PÁGINA:
+---+
Un cheque para todos



Por César Barros, economista

Estando en Noruega -representando a la industria salmonera de Chile-, me llamó la atención la respuesta del taxista a mi consulta sobre los partes de velocidad. En perfecto inglés -todos lo hablan- me explicó que el valor del “parte” era estrictamente proporcional al monto de los ingresos del transgresor. Mientras más pudiente el conductor, mayor era el monto del parte. Uno puede estar en contra de una política redistributiva llevada a ese extremo, o de su justicia. Pero detrás de ella hay un supuesto crucial: policías, jueces y otras autoridades de no tan alto nivel, conocen “on line” los ingresos y otros datos socioeconómicos de todos sus ciudadanos. Si no, ¿cómo lo harían?

Con ese grado de información cruzada, y con los ciudadanos -ya sea por tradición o compulsión- entregándola en forma disciplinada, hacer políticas “focalizadas” es relativamente sencillo. De hecho, las políticas de focalización del gasto presuponen tener información fidedigna, actualizada y fácilmente disponible sobre las personas.

Si nos vamos al otro extremo, un país 100% informal, donde la autoridad no sabe lo que cada ciudadano hace, cuánto gana, o cómo ubicar a las personas, menos aún sabrá cómo cobrarles, o cómo transferirles ayuda, y la focalización de transferencias monetarias se hace imposible.
+---+
(Entradas de datos)
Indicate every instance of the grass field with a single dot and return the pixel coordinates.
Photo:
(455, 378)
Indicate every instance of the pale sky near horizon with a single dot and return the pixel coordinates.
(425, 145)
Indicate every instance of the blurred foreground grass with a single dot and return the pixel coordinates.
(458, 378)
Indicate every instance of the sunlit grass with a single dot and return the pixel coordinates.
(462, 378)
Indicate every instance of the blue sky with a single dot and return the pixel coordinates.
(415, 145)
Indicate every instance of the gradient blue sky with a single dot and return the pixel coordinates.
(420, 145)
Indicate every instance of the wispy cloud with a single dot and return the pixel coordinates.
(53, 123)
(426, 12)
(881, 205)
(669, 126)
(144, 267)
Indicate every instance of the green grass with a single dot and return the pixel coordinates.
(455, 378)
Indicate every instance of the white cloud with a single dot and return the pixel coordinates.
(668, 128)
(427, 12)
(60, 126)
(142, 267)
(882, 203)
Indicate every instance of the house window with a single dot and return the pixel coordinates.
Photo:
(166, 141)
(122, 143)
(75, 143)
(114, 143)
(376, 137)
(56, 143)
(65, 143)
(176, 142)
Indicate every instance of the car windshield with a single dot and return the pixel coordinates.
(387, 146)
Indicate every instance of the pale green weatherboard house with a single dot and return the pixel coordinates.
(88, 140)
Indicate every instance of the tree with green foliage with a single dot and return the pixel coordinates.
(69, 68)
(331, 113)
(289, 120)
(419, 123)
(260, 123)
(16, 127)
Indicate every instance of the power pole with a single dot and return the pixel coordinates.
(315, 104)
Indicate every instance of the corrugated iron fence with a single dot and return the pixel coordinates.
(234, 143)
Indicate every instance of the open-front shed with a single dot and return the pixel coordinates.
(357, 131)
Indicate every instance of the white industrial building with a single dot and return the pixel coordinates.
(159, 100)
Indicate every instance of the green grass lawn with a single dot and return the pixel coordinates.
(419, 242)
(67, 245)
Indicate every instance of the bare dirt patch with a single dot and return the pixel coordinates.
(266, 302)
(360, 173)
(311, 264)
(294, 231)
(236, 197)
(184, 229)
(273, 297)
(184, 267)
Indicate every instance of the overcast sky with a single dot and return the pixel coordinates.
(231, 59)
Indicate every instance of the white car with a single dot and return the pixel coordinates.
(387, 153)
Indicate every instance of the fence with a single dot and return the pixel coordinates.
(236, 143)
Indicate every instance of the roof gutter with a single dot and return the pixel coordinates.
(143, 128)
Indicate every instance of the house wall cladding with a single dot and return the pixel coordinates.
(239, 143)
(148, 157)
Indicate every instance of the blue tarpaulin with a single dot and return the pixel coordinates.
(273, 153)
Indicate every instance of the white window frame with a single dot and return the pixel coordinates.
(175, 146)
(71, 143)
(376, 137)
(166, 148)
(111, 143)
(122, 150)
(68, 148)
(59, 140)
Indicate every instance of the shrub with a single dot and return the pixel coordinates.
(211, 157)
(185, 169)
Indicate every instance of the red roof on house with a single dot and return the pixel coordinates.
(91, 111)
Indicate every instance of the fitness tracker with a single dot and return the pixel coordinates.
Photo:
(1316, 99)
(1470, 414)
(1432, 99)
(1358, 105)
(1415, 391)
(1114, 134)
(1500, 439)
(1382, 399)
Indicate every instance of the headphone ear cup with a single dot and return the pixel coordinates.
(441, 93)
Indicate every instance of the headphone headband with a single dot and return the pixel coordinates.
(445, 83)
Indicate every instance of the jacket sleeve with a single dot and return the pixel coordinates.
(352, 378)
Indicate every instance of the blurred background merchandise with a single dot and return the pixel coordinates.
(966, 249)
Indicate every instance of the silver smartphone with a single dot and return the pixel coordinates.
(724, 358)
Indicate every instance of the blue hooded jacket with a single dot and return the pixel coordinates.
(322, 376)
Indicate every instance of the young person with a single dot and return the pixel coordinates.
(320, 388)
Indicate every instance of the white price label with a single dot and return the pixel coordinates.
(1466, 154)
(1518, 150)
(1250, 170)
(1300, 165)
+---+
TAREAS OBLIGATORIAS:
[1] Copia de nuevo todo lo que va en la columna desde "Por César Barros, economista" hasta "no, ¿cómo lo harían?", sustituyendo "Noruega" por "Suecia".
[2] Según la columna, ¿por qué en un país totalmente informal no se pueden focalizar las transferencias de dinero? Contesta en una a tres oraciones.
[3] Sigue escribiendo la columna a partir de su último párrafo.

RESPUESTAS EN ORDEN:
[1]
Por César Barros, economista

Estando en Suecia -representando a la industria salmonera de Chile-, me llamó la atención la respuesta del taxista a mi consulta sobre los partes de velocidad. En perfecto inglés -todos lo hablan- me explicó que el valor del “parte” era estrictamente proporcional al monto de los ingresos del transgresor. Mientras más pudiente el conductor, mayor era el monto del parte. Uno puede estar en contra de una política redistributiva llevada a ese extremo, o de su justicia. Pero detrás de ella hay un supuesto crucial: policías, jueces y otras autoridades de no tan alto nivel, conocen “on line” los ingresos y otros datos socioeconómicos de todos sus ciudadanos. Si no, ¿cómo lo harían?

[2] Porque la autoridad no sabe a qué se dedica cada ciudadano, cuánto gana ni cómo ubicarlo. Por eso tampoco sabe cómo cobrarle ni cómo hacerle llegar ayuda.

[3]
Los EE.UU., siendo un país desarrollado, tienen en su “ethos” la sacralización de los datos privados. No tienen carnet de identidad, y sus datos son inviolables, salvo orden judicial autorizada. Para hacer transferencias monetarias a la población, en forma rápida y expedita, Trump -y ahora Biden- mandan un cheque por correo a todos los residentes legales del país. Todos lo reciben. Pero a fin de año, la IRS (nuestro SII equivalente) les considera dentro de sus ingresos anuales el dichoso cheque. Los que no declaran, esto es, los más pobres, aquellos sobre quienes no hay datos, los de las lagunas previsionales, mini Pymes, etc., reciben la donación sin pagar impuestos. La gracia es que es universal en su entrega, pero no universal en su recuperación.

Chile, en este sentido, está entre Noruega y Mozambique. Hay información, pero incompleta. Muchas veces obsoleta, y donde los afectados no ponen al día sus datos. Y el Estado tampoco. Esto lleva a que ante cualquier transferencia, los beneficiados deban hacer largas colas, llenar formularios “on line” -si pueden- o a manito nomás. Y aun así, las transferencias no les llegan a todos.

En Chile la informalidad es muy grande: cerca del 40% del empleo es informal, y un buen porcentaje del empleo formal subdeclara ingresos. Y es fácil deducir por qué: si reportan la paga oficial pierden numerosos subsidios. Es decir, existe en Chile un impuesto enorme a la formalidad.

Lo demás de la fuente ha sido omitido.